» WORK TO BE COMPLETED
Go through the listing below and count the lines with "post" in them. Only the count is needed.

» DATASET RECORDS

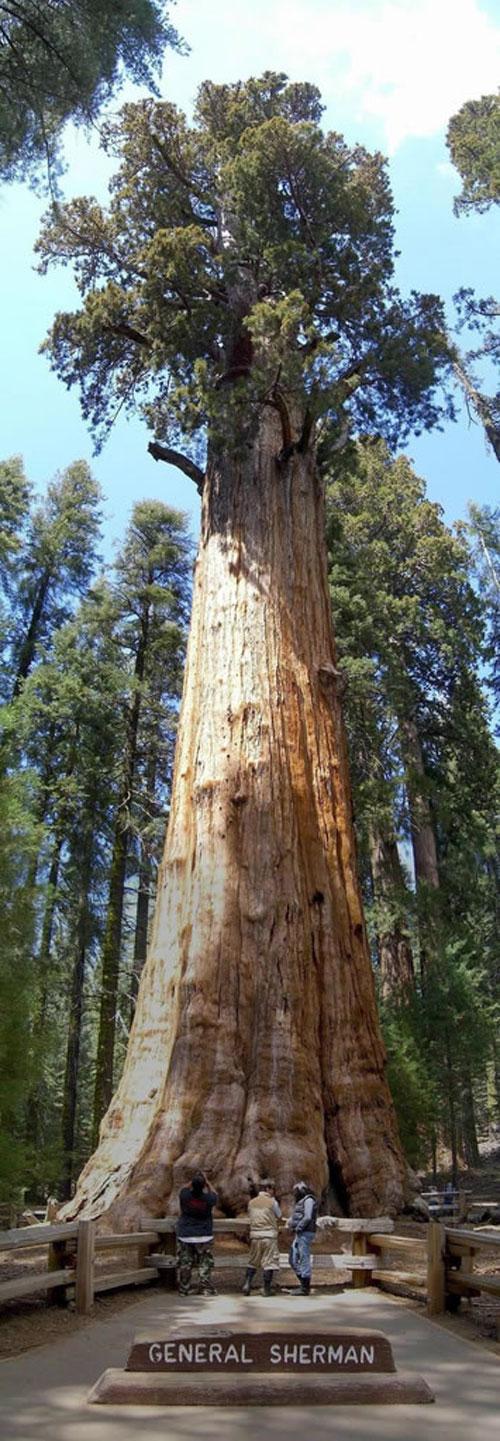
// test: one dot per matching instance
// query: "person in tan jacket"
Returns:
(264, 1214)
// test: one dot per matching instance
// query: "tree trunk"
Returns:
(141, 927)
(396, 960)
(144, 881)
(471, 1149)
(36, 1100)
(75, 1015)
(32, 634)
(111, 943)
(425, 856)
(255, 1045)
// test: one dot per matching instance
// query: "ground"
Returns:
(32, 1322)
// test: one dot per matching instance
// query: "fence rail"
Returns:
(74, 1247)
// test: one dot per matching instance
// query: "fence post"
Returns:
(56, 1261)
(359, 1250)
(85, 1254)
(169, 1248)
(435, 1268)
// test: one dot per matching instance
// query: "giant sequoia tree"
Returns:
(239, 288)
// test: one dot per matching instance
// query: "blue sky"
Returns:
(391, 74)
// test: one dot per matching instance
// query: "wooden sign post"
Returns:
(213, 1365)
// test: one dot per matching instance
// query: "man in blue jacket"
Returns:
(303, 1224)
(195, 1235)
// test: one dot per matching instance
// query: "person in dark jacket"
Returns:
(195, 1235)
(303, 1224)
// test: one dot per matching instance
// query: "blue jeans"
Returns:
(300, 1254)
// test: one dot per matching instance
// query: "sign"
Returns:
(215, 1349)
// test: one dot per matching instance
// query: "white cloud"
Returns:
(405, 64)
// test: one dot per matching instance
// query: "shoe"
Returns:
(267, 1283)
(247, 1286)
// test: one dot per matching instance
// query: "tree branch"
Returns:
(180, 461)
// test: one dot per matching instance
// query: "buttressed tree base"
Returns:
(251, 265)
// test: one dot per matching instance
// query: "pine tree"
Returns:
(150, 598)
(241, 288)
(411, 649)
(58, 562)
(62, 62)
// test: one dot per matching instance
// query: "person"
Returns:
(264, 1214)
(303, 1224)
(195, 1235)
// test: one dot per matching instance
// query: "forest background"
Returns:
(92, 657)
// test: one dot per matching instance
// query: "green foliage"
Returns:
(18, 902)
(55, 564)
(481, 531)
(411, 1082)
(105, 663)
(64, 61)
(473, 140)
(244, 252)
(15, 497)
(411, 653)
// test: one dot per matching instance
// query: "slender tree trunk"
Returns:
(35, 1105)
(111, 943)
(450, 1081)
(255, 1044)
(471, 1149)
(144, 884)
(395, 951)
(480, 404)
(425, 856)
(69, 1095)
(32, 634)
(141, 927)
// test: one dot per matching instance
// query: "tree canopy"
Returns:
(247, 257)
(62, 59)
(473, 140)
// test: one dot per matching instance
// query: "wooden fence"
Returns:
(445, 1258)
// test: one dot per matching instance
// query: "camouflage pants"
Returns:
(192, 1255)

» RESPONSE FOR THIS EXERCISE
2